# [What is being asked]
Word for word, the records below are to be set down again.

# [Data under study]
[Start of section]
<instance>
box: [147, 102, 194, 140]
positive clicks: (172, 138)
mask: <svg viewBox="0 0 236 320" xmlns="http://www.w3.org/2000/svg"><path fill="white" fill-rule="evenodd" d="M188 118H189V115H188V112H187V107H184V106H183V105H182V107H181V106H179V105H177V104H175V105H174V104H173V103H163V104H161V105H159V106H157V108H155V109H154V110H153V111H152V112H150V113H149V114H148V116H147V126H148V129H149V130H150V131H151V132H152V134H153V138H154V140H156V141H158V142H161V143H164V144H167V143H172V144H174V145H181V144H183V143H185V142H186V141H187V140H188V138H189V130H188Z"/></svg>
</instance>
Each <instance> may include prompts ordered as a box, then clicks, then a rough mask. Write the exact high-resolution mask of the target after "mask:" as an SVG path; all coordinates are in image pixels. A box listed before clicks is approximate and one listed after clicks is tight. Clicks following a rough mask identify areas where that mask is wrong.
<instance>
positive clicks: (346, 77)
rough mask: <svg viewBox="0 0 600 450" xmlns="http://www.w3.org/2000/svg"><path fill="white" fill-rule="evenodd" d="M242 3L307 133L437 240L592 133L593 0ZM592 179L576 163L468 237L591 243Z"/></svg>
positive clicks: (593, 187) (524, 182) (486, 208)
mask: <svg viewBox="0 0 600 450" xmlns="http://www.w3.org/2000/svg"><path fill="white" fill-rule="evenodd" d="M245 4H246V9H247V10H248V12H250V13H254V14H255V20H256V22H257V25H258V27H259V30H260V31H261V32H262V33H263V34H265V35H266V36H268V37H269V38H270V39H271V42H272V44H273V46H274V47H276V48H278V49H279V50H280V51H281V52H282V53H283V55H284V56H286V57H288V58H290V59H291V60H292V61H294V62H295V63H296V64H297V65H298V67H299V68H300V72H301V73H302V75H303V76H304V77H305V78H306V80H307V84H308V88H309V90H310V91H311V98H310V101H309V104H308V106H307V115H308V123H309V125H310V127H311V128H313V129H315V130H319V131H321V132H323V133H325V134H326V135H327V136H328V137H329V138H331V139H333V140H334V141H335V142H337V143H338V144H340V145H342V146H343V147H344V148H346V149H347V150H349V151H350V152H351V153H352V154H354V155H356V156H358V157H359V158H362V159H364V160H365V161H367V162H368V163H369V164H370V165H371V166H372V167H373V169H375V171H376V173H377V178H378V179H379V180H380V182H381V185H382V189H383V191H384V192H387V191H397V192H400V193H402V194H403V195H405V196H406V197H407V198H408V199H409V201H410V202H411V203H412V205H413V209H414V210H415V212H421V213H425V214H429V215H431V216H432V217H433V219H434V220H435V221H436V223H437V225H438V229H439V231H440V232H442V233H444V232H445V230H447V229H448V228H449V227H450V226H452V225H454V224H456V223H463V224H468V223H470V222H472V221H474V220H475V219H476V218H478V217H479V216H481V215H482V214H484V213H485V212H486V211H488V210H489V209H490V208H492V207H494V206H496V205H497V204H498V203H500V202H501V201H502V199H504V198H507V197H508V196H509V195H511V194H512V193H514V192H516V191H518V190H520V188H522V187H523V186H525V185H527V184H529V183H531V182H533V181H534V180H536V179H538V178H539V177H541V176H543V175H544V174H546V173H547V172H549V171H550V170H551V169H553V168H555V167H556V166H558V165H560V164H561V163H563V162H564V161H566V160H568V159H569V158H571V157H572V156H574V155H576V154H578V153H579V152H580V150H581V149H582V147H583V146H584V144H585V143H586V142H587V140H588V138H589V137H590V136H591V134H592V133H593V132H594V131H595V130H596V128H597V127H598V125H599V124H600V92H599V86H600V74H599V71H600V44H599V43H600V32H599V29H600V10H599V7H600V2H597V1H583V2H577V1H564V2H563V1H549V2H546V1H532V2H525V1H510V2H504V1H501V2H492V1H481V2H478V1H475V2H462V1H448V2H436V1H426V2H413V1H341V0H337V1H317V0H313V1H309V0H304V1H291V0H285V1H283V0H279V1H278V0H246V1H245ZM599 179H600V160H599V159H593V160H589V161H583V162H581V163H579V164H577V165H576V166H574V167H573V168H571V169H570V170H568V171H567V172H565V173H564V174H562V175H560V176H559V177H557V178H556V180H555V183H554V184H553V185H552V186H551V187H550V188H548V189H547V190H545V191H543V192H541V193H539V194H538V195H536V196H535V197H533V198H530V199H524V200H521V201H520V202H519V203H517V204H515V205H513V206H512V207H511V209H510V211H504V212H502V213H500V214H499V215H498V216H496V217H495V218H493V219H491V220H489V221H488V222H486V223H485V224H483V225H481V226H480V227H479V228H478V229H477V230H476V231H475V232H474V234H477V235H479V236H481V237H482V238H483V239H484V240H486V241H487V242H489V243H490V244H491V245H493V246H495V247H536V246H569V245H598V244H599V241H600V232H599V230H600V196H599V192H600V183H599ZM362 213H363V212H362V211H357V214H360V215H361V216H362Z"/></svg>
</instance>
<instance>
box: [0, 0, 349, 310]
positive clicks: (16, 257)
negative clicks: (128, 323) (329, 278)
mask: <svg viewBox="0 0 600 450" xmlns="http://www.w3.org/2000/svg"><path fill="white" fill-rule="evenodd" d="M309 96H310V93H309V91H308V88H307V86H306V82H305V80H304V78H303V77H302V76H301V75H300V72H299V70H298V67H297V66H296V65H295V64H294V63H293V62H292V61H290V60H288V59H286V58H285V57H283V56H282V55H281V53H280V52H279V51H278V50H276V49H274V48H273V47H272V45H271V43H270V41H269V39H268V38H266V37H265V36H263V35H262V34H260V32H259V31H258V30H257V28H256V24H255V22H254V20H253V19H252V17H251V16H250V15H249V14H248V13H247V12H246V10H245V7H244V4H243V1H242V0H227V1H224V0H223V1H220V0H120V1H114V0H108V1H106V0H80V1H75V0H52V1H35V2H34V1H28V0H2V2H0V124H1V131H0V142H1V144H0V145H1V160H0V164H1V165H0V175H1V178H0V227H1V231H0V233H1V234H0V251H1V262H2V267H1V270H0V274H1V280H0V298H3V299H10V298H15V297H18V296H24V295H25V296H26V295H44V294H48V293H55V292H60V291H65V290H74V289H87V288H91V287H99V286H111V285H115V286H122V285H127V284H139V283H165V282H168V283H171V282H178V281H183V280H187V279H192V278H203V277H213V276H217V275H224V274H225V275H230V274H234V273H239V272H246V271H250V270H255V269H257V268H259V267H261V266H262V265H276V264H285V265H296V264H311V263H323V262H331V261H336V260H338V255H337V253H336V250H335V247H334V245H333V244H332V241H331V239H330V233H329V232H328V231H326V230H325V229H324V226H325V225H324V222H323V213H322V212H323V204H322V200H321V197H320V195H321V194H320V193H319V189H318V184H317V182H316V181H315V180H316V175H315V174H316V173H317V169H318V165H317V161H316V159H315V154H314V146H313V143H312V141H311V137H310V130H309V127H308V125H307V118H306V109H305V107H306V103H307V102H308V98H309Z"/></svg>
[End of section]
# [Answer to the exercise]
<instance>
box: [147, 102, 194, 140]
positive clicks: (172, 138)
mask: <svg viewBox="0 0 236 320" xmlns="http://www.w3.org/2000/svg"><path fill="white" fill-rule="evenodd" d="M188 118H189V115H188V112H187V107H184V106H183V105H182V107H181V106H179V105H177V104H175V105H174V104H173V103H163V104H161V105H159V106H157V108H155V109H154V110H153V111H152V112H150V113H149V114H148V116H147V126H148V129H149V130H150V131H151V132H152V134H153V138H154V140H156V141H158V142H161V143H164V144H167V143H172V144H174V145H181V144H183V143H185V142H186V141H187V140H188V138H189V130H188Z"/></svg>
</instance>
Each <instance> may include prompts ordered as a box, then clicks, then a rough mask. Write the exact high-resolution mask of the target after "mask:" as an SVG path; all coordinates are in image pixels. A box listed before clicks is approximate and one listed after clicks is tight. Clicks following a rough mask identify areas where that mask is wrong.
<instance>
positive clicks: (346, 77)
rough mask: <svg viewBox="0 0 600 450" xmlns="http://www.w3.org/2000/svg"><path fill="white" fill-rule="evenodd" d="M242 3L307 133L437 240L592 133L593 0ZM592 179L576 163L468 237L591 243Z"/></svg>
positive clicks: (593, 187) (524, 182) (486, 208)
mask: <svg viewBox="0 0 600 450" xmlns="http://www.w3.org/2000/svg"><path fill="white" fill-rule="evenodd" d="M245 4H246V9H247V10H248V12H250V13H254V14H255V20H256V22H257V25H258V27H259V30H260V31H261V32H262V33H263V34H265V35H266V36H268V37H269V38H270V39H271V42H272V44H273V46H274V47H276V48H278V49H279V50H280V51H281V52H282V53H283V55H284V56H286V57H288V58H290V59H291V60H292V61H294V62H295V63H296V64H297V65H298V67H299V68H300V72H301V73H302V75H303V76H304V77H305V78H306V80H307V84H308V88H309V90H310V91H311V98H310V101H309V104H308V106H307V115H308V123H309V125H310V127H311V128H313V129H315V130H319V131H321V132H323V133H325V134H326V135H327V136H328V137H329V138H331V139H333V140H334V141H335V142H337V143H338V144H340V145H342V146H343V147H344V148H346V149H347V150H349V151H350V152H351V153H352V154H354V155H356V156H358V157H359V158H362V159H364V160H365V161H367V162H368V163H369V164H370V165H371V166H372V167H373V169H375V171H376V173H377V178H378V179H379V180H380V182H381V185H382V189H383V191H384V192H387V191H397V192H400V193H402V194H403V195H405V196H406V197H407V198H408V199H409V201H410V202H411V203H412V205H413V209H414V210H415V212H421V213H425V214H429V215H431V216H432V217H433V219H434V220H435V221H436V223H437V225H438V229H439V231H440V232H442V233H444V232H445V230H447V229H448V228H449V227H450V226H452V225H454V224H456V223H463V224H468V223H470V222H472V221H474V220H475V219H476V218H478V217H479V216H481V215H482V214H484V213H485V212H486V211H488V210H489V209H490V208H492V207H494V206H496V205H497V204H498V203H500V202H501V201H502V199H504V198H507V197H508V196H509V195H511V194H512V193H514V192H516V191H518V190H520V188H522V187H523V186H525V185H527V184H529V183H531V182H533V181H534V180H536V179H538V178H539V177H541V176H543V175H544V174H546V173H547V172H549V171H550V170H551V169H553V168H555V167H556V166H558V165H560V164H561V163H563V162H564V161H566V160H568V159H569V158H571V157H572V156H574V155H576V154H578V153H579V152H580V150H581V149H582V147H583V146H584V144H585V143H586V142H587V140H588V138H589V137H590V136H591V134H592V133H593V132H594V131H595V130H596V128H597V127H598V125H599V124H600V92H599V86H600V74H599V71H600V44H599V43H600V32H599V29H600V10H599V7H600V2H597V1H583V2H577V1H564V2H563V1H549V2H546V1H532V2H525V1H510V2H504V1H501V2H492V1H481V2H478V1H475V2H462V1H448V2H436V1H426V2H413V1H341V0H337V1H317V0H313V1H309V0H304V1H291V0H285V1H283V0H279V1H278V0H246V1H245ZM599 179H600V160H599V159H593V160H589V161H583V162H581V163H579V164H577V165H576V166H574V167H573V168H571V169H570V170H568V171H567V172H565V173H564V174H562V175H560V176H559V177H557V178H556V180H555V183H554V184H553V185H552V186H551V187H550V188H548V189H547V190H545V191H543V192H541V193H539V194H538V195H536V196H535V197H533V198H530V199H524V200H521V201H520V202H519V203H517V204H515V205H513V206H512V207H511V209H510V211H504V212H502V213H500V214H499V215H498V216H496V217H495V218H493V219H491V220H489V221H488V222H486V223H485V224H483V225H481V226H480V227H479V228H478V229H477V230H476V231H475V232H474V234H477V235H479V236H481V237H482V238H483V239H484V240H486V241H487V242H489V243H490V244H491V245H493V246H495V247H536V246H569V245H598V244H599V241H600V232H599V230H600V196H599V192H600V183H599ZM362 213H363V212H362V211H357V214H360V215H361V216H362Z"/></svg>
</instance>
<instance>
box: [0, 0, 349, 310]
positive clicks: (16, 257)
negative clicks: (128, 323) (329, 278)
mask: <svg viewBox="0 0 600 450" xmlns="http://www.w3.org/2000/svg"><path fill="white" fill-rule="evenodd" d="M309 96H310V93H309V91H308V88H307V86H306V82H305V80H304V78H303V77H302V76H301V75H300V72H299V70H298V67H297V66H296V65H295V64H294V63H293V62H292V61H290V60H288V59H286V58H285V57H283V56H282V55H281V53H280V52H279V51H278V50H276V49H274V48H273V47H272V45H271V43H270V41H269V39H268V38H266V37H265V36H263V35H262V34H260V32H259V31H258V30H257V28H256V24H255V22H254V20H253V19H252V17H251V16H250V15H249V14H248V13H247V12H246V10H245V7H244V4H243V1H242V0H227V1H224V0H223V1H220V0H120V1H114V0H108V1H106V0H80V1H75V0H52V1H35V2H34V1H28V0H2V2H0V124H1V131H0V142H1V144H0V145H1V160H0V164H1V165H0V175H1V178H0V227H1V231H0V233H1V234H0V251H1V262H2V267H1V270H0V274H1V280H0V298H3V299H10V298H15V297H18V296H24V295H25V296H26V295H44V294H48V293H55V292H60V291H65V290H74V289H87V288H91V287H99V286H111V285H115V286H122V285H127V284H139V283H165V282H168V283H171V282H178V281H183V280H187V279H192V278H203V277H213V276H217V275H224V274H225V275H230V274H234V273H239V272H246V271H250V270H255V269H257V268H259V267H261V266H262V265H276V264H285V265H296V264H311V263H323V262H331V261H336V260H338V255H337V253H336V250H335V247H334V245H333V244H332V241H331V239H330V233H329V232H328V231H326V230H325V229H324V226H325V225H324V222H323V213H322V212H323V204H322V200H321V197H320V195H321V194H320V193H319V189H318V184H317V182H316V181H315V180H316V175H315V174H316V173H317V169H318V165H317V161H316V159H315V154H314V146H313V143H312V141H311V137H310V130H309V127H308V125H307V118H306V109H305V107H306V103H307V102H308V98H309Z"/></svg>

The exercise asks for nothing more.